• **What to do**
Go through the data and report how many lines include the word "protective", giving only the number.

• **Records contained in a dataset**
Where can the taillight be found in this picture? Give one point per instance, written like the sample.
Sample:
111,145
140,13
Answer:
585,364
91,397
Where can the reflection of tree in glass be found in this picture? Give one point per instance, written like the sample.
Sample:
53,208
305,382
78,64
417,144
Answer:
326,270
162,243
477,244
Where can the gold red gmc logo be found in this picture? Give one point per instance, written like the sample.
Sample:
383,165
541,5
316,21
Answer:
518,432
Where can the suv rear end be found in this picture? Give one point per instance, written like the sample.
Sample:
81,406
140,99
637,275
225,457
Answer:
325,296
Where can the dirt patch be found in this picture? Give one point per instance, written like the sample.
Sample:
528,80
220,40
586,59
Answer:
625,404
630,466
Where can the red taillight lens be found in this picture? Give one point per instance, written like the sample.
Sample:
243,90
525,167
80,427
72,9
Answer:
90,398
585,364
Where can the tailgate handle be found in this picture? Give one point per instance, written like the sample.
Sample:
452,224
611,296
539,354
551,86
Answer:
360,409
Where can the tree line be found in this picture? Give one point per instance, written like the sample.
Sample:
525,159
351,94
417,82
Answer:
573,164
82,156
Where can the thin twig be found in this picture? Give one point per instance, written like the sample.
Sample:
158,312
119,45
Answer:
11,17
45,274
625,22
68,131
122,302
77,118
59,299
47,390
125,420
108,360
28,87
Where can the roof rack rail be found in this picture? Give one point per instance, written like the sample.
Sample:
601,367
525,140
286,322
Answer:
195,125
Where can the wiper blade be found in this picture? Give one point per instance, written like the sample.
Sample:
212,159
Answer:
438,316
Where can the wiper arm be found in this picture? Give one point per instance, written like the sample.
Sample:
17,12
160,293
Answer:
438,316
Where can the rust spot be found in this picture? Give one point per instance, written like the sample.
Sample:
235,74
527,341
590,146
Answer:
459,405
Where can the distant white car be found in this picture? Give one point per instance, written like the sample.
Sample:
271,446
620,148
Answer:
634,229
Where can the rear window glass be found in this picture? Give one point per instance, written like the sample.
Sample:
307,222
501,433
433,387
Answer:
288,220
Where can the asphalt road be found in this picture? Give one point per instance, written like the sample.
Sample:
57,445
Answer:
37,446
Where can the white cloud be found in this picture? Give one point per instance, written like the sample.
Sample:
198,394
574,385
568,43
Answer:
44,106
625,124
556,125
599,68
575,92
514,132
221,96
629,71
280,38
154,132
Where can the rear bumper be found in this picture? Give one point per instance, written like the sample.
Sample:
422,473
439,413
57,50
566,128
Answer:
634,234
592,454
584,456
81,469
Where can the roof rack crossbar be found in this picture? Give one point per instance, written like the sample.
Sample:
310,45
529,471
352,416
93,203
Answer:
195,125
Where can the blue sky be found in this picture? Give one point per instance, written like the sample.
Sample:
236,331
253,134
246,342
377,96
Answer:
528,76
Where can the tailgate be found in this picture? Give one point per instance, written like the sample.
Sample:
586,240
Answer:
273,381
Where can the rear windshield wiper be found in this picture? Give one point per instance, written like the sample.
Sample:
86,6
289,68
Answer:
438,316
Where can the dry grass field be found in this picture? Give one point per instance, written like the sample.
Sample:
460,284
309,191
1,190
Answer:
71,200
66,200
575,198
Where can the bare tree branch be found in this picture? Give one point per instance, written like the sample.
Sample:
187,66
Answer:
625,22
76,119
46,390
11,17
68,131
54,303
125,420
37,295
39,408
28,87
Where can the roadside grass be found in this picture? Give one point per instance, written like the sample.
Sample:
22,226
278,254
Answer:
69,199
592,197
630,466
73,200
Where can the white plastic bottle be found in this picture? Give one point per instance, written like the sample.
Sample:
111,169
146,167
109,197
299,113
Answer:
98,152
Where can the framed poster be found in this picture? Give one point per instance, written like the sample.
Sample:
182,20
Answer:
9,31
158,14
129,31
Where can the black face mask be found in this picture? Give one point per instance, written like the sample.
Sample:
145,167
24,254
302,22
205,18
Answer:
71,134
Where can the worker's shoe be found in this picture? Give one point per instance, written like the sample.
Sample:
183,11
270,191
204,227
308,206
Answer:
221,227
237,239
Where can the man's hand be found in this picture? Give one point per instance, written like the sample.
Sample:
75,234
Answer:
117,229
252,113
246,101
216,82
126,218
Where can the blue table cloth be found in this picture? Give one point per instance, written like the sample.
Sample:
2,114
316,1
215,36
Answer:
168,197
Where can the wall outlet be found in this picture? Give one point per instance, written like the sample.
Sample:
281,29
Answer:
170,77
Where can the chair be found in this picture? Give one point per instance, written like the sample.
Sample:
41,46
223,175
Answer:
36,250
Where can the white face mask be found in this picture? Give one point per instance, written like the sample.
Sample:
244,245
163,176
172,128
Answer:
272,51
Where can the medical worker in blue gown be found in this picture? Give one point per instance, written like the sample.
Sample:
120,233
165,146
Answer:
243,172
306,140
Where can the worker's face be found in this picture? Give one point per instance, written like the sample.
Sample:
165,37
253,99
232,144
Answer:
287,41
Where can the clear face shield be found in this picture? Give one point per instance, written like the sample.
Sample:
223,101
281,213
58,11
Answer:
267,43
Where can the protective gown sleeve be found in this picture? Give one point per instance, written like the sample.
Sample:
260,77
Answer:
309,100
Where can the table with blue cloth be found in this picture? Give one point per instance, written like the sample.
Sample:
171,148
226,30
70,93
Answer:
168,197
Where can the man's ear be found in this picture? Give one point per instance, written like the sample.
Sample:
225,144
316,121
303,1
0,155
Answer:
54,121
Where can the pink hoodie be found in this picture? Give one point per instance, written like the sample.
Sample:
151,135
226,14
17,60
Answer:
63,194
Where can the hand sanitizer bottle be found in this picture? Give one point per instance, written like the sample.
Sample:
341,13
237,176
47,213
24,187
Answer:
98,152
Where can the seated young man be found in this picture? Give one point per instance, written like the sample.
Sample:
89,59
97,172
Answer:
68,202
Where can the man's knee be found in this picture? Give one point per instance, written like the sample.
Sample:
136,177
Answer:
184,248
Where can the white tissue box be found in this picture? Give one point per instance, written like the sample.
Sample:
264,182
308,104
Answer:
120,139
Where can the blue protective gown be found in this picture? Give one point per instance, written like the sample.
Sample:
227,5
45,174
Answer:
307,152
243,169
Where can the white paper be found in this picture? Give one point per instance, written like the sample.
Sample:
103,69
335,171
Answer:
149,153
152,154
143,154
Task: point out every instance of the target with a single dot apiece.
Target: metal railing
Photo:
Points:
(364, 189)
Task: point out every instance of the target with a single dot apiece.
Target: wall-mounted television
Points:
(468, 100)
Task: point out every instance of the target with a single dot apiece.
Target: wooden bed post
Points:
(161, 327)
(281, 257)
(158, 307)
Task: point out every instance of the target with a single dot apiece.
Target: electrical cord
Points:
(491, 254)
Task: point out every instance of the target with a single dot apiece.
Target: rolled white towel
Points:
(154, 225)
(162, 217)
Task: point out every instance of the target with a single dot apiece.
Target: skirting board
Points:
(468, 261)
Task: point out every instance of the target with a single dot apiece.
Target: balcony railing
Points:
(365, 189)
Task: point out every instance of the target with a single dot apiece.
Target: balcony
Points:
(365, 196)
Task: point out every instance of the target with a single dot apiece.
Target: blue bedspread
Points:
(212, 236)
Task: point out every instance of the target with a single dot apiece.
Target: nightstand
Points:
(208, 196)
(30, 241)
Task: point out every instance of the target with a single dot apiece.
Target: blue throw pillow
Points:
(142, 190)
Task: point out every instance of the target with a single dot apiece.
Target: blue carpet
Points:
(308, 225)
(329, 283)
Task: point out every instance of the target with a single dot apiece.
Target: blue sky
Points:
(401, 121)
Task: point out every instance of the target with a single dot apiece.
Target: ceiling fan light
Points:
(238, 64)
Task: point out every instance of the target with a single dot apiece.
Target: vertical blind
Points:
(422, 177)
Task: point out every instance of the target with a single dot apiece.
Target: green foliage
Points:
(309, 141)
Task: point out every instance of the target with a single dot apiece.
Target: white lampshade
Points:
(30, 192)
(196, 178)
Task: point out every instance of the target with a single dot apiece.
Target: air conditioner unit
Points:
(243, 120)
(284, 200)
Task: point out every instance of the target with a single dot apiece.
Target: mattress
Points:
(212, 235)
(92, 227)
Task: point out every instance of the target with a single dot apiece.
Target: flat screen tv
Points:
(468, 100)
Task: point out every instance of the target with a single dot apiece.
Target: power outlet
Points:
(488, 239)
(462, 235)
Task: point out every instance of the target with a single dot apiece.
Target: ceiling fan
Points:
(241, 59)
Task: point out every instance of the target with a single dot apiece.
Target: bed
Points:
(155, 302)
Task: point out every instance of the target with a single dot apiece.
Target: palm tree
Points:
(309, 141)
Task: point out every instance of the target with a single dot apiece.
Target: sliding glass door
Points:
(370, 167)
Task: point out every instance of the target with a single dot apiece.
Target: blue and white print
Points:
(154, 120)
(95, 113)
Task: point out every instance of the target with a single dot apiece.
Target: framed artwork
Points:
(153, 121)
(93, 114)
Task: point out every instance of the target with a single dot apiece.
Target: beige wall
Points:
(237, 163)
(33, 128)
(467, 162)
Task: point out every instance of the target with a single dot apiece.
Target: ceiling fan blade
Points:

• **Result of the task**
2